* DESCRIPTION OF THE TASK:
Rewrite the lines from the start of the rows through the line containing "xmin=453 ymin=149 xmax=582 ymax=228", requests included, scaling each box coordinate in the answers by 0.65 and rounding to a whole number, with halves rounded up. Leave every other line as it stands.
#### PROVIDED DATA
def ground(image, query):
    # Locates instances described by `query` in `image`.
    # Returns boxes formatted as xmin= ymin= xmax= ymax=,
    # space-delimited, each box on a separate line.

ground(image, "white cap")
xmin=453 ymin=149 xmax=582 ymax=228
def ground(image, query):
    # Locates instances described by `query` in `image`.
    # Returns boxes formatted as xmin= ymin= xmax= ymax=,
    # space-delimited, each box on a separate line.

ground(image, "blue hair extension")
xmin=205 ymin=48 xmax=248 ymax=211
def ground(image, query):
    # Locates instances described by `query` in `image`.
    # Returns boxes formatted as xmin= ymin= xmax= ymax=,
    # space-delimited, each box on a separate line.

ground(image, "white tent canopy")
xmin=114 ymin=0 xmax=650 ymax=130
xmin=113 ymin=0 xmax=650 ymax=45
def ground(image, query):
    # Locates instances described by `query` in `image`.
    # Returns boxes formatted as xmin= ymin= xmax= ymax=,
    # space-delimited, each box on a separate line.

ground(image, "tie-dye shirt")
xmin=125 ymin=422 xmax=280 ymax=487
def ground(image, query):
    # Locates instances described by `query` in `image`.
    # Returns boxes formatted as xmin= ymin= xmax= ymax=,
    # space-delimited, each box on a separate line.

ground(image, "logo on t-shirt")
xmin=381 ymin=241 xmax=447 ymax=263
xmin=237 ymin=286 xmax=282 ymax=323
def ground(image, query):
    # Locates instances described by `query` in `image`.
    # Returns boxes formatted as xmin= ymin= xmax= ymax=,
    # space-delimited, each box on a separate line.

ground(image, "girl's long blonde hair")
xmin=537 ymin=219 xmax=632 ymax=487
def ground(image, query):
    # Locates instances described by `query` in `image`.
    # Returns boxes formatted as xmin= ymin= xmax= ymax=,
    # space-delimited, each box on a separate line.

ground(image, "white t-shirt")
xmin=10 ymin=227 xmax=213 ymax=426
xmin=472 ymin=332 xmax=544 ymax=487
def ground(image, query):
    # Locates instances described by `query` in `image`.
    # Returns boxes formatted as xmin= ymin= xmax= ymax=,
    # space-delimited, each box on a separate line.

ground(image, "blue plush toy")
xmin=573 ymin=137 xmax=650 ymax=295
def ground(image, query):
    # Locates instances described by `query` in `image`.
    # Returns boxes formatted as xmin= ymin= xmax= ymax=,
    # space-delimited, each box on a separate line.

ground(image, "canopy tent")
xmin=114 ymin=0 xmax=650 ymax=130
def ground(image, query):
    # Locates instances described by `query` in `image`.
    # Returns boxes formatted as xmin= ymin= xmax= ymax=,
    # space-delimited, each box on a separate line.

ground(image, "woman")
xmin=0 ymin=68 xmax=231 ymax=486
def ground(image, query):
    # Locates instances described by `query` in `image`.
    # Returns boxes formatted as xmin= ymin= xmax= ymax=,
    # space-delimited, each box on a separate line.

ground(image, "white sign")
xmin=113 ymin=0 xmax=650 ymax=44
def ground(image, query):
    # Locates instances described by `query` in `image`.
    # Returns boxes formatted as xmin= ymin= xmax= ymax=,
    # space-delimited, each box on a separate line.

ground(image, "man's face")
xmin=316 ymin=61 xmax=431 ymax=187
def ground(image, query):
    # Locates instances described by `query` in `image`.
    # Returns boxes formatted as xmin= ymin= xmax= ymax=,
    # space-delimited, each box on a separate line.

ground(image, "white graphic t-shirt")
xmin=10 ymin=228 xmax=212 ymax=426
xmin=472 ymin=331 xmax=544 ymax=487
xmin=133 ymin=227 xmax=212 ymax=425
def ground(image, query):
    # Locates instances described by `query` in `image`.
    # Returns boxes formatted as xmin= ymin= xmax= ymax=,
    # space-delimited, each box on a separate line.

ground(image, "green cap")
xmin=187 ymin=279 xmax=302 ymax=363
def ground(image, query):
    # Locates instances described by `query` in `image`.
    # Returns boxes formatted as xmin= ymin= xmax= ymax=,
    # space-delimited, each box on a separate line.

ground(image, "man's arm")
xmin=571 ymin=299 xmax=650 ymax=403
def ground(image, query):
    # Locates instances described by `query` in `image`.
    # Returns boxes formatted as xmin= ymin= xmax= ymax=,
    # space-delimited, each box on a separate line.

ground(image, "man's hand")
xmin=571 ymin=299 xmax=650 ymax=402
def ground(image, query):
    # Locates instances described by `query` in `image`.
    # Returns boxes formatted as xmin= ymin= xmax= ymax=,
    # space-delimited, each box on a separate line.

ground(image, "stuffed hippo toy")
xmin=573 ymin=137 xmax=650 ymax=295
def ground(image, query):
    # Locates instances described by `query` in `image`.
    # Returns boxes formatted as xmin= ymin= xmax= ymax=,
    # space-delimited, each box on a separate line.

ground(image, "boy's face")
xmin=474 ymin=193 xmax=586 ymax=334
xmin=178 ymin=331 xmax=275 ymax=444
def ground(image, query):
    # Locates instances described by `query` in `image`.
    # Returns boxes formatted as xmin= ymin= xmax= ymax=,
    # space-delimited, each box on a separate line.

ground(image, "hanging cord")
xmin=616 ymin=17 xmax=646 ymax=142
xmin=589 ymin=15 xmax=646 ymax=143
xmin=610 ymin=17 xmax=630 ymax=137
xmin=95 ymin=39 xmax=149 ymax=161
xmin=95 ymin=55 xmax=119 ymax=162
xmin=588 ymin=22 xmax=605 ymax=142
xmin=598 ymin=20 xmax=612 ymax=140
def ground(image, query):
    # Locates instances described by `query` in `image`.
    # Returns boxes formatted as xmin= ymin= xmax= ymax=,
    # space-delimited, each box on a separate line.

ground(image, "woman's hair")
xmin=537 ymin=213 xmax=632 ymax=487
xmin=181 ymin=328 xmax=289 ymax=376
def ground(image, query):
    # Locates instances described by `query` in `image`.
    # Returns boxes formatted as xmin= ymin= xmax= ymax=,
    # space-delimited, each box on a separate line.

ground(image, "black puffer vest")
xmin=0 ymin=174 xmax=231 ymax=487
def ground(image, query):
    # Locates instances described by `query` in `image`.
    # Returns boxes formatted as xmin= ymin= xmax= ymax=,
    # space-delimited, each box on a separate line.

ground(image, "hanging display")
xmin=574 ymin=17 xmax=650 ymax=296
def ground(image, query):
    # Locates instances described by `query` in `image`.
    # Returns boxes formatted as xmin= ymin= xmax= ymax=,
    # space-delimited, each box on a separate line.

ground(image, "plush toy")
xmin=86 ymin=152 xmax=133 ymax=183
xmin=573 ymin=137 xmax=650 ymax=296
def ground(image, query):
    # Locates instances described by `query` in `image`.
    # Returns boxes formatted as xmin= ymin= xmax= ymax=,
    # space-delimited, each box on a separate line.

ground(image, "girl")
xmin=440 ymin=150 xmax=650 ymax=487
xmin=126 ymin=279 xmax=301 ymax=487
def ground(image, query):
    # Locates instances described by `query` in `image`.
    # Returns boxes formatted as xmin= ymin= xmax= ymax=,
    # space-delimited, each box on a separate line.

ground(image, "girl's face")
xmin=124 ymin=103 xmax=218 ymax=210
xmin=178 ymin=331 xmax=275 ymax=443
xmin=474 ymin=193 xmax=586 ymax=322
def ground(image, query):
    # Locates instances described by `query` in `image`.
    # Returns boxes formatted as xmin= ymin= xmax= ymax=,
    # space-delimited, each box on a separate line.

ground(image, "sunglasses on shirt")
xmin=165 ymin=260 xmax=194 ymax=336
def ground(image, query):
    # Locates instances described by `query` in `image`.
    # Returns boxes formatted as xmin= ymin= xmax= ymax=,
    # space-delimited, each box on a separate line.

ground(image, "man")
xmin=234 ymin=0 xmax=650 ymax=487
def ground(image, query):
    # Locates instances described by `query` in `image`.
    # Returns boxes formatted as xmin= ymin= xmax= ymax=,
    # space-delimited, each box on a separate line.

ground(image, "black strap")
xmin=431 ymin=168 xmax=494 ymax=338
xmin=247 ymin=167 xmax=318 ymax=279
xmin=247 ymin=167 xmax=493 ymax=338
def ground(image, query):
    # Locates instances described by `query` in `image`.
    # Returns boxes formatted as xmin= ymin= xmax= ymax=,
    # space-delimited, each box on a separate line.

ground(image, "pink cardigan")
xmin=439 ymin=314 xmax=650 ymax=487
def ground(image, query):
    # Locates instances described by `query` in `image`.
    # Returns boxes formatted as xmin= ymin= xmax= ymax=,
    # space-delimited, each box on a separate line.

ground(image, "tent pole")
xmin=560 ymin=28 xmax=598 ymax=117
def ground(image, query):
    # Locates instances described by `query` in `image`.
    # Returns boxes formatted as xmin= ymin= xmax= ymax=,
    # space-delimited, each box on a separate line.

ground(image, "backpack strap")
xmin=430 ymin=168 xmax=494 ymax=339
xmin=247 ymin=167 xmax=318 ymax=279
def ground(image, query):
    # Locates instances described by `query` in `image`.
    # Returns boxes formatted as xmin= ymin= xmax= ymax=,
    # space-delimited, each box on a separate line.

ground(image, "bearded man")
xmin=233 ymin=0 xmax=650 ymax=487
########
* RESPONSE TO THIS TASK:
def ground(image, query):
    # Locates instances described by `query` in `image`.
    # Returns boxes formatted as xmin= ymin= xmax= ymax=,
    # space-delimited, each box on a separate line.

ground(image, "white cap")
xmin=294 ymin=97 xmax=378 ymax=148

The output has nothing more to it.